* What you need to do: What you give back from the listing below should be an exact copy of the lines from the one with "Can you find the calm" down to the one with "Can you find the door", and it should contain no pictures.

* Records provided:
* * * *

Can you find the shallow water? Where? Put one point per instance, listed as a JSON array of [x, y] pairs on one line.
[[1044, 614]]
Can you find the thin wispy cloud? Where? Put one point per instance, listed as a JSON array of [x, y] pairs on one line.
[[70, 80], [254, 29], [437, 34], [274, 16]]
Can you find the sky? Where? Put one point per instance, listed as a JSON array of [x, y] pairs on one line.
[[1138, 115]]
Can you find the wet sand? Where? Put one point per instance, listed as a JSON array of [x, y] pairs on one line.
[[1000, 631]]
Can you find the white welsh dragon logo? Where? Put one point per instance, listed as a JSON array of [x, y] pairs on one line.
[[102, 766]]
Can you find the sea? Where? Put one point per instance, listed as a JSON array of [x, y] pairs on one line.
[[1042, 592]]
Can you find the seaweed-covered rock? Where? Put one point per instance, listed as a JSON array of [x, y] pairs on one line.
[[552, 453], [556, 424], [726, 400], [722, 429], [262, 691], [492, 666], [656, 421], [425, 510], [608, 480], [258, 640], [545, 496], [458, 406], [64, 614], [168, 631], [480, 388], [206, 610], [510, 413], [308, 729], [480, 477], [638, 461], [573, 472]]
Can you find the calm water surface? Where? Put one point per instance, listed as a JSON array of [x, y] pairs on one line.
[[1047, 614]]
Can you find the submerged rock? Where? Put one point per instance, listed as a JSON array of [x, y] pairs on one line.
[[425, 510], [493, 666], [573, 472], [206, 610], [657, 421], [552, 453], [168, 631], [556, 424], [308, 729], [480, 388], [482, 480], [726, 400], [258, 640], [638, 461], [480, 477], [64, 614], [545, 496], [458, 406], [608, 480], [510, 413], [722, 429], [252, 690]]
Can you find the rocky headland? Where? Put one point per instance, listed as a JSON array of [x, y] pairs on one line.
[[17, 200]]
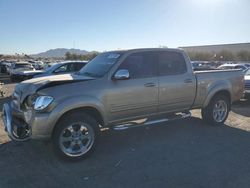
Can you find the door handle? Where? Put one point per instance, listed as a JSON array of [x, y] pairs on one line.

* * * *

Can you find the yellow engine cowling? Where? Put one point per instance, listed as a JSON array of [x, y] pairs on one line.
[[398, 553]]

* * * *

* Task result:
Can you find the calm water surface? Where? Put one point per instance, listed as a JSON array of [x, y] pairs on one line.
[[1047, 614]]
Can you find the submerged rock? Where? Put one point per instance, listed as a JSON array of [x, y] pairs on one line.
[[425, 510], [493, 666], [573, 472], [206, 610], [657, 421], [552, 453], [168, 631], [556, 424], [308, 729], [480, 388], [482, 480], [726, 400], [258, 640], [638, 461], [480, 477], [64, 614], [545, 496], [458, 406], [608, 480], [510, 413], [722, 429], [252, 690]]
Can you find the rocky headland? Where? Put one point per instance, listed as a JSON array of [x, y] pairs on one line.
[[17, 200]]
Can you find the door handle? Where? Put one point per instance, listed as a JSON array of [x, y] pairs on one line.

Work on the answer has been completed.